Task details
Reproduce the stretch from the line containing "Please examine it carefully. Your task is to find duck with" through the line containing "[217,184,362,222]", swapping "examine" for "inspect" and leaving everything else unchanged.
======== Dataset excerpts ========
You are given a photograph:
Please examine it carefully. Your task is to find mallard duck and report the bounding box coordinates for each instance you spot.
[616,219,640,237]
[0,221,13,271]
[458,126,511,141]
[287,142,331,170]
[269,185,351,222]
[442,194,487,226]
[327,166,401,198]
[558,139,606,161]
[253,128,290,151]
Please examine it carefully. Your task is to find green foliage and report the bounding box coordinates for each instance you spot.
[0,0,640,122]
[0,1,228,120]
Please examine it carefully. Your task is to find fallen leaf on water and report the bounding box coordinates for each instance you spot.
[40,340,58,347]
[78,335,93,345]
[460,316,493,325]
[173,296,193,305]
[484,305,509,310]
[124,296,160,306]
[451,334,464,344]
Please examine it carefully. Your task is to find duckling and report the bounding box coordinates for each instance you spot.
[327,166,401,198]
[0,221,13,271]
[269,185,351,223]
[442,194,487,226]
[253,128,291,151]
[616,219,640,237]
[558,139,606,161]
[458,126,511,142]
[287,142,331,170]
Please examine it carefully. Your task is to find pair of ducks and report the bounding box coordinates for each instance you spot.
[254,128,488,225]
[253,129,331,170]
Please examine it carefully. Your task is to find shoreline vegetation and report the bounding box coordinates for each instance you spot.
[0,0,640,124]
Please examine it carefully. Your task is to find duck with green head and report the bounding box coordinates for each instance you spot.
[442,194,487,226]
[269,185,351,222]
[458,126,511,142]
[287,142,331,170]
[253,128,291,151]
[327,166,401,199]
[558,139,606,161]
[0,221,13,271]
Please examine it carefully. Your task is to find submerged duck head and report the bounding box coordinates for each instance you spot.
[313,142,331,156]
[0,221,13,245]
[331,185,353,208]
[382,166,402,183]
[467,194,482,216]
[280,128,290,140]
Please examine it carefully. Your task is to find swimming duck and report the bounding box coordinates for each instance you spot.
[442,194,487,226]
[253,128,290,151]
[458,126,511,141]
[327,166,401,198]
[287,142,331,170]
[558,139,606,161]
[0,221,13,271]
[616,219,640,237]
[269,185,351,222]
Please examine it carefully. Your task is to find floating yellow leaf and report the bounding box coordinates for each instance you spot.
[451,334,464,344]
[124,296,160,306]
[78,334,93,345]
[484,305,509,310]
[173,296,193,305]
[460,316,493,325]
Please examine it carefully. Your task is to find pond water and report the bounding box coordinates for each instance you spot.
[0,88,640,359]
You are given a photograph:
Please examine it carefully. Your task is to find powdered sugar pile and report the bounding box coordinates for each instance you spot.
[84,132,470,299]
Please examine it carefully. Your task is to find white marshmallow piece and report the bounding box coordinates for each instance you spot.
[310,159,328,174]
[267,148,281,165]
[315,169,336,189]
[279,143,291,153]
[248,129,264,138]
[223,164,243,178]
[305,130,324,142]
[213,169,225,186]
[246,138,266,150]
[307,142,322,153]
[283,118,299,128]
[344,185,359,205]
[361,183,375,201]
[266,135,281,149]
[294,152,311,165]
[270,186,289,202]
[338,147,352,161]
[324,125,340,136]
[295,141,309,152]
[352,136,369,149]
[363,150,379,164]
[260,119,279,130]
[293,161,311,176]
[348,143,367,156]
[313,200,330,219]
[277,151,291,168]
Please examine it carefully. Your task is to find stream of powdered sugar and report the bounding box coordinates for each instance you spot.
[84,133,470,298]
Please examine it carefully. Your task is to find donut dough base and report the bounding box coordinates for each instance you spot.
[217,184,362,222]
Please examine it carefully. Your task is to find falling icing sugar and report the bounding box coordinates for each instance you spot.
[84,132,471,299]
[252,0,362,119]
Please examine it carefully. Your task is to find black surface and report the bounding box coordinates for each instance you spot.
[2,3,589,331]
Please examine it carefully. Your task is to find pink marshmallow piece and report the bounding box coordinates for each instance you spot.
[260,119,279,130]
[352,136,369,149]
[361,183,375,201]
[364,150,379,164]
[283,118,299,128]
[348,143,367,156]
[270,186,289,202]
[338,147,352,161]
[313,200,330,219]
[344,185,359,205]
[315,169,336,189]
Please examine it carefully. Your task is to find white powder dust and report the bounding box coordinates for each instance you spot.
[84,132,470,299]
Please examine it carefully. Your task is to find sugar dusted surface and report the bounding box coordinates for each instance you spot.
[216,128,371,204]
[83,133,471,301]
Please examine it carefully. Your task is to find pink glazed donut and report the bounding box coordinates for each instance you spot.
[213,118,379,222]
========
Task response
Please inspect it carefully. Your task is to find duck with green head and report the bounding box coordinates for each instance you spot.
[442,194,487,226]
[269,185,351,222]
[458,126,511,142]
[287,142,331,170]
[253,128,291,151]
[327,166,401,199]
[558,139,606,161]
[0,221,13,271]
Please inspect it carefully. Your task is to find submerged duck head and report the bounding box coordinates for each instance you spot.
[313,142,331,156]
[0,221,13,245]
[331,185,353,208]
[382,166,402,183]
[467,194,482,216]
[280,128,290,140]
Please inspect it carefully. Your task is to find swimming duck and report the bounding box coordinates for each instance you spot.
[442,194,487,226]
[253,128,290,151]
[458,126,511,141]
[327,166,401,198]
[287,142,331,170]
[558,139,606,161]
[0,221,13,271]
[616,219,640,237]
[269,185,351,222]
Please inspect it carefully. Your task is to find floating yellow leaf and report the bounding box coordinates for each instance you spot.
[451,334,464,344]
[124,296,160,306]
[78,334,93,345]
[484,305,509,310]
[173,296,193,305]
[460,316,493,325]
Please inspect it carefully. Your task is to find pond water and report the bounding box coordinates for each instance you spot.
[0,88,640,359]
You are given a photograph:
Please inspect it carefully. Your task is to find powdered sugar pile and report the bounding box coordinates for each instance you spot.
[84,132,470,299]
Please inspect it carefully. Your task is to find white marshmallow piece and report the bounding box coordinates for each instance you spot.
[310,159,328,174]
[267,148,281,165]
[315,169,336,189]
[279,143,291,153]
[248,129,264,138]
[223,164,243,178]
[305,130,324,142]
[213,169,225,186]
[246,138,266,150]
[307,142,322,153]
[283,118,299,128]
[344,185,359,205]
[361,183,375,201]
[266,135,281,149]
[294,152,311,165]
[270,186,289,202]
[338,147,352,161]
[324,125,340,136]
[295,141,309,152]
[352,136,369,149]
[363,150,379,164]
[260,119,279,130]
[293,161,311,176]
[348,143,367,156]
[313,200,330,219]
[277,151,291,168]
Please inspect it carefully. Your task is to find stream of powdered sugar and report the bounding box coordinates for each instance you spot.
[84,133,470,298]
Please inspect it carefully. Your task is to find donut dough base and report the bounding box coordinates for each instance you spot.
[217,184,362,222]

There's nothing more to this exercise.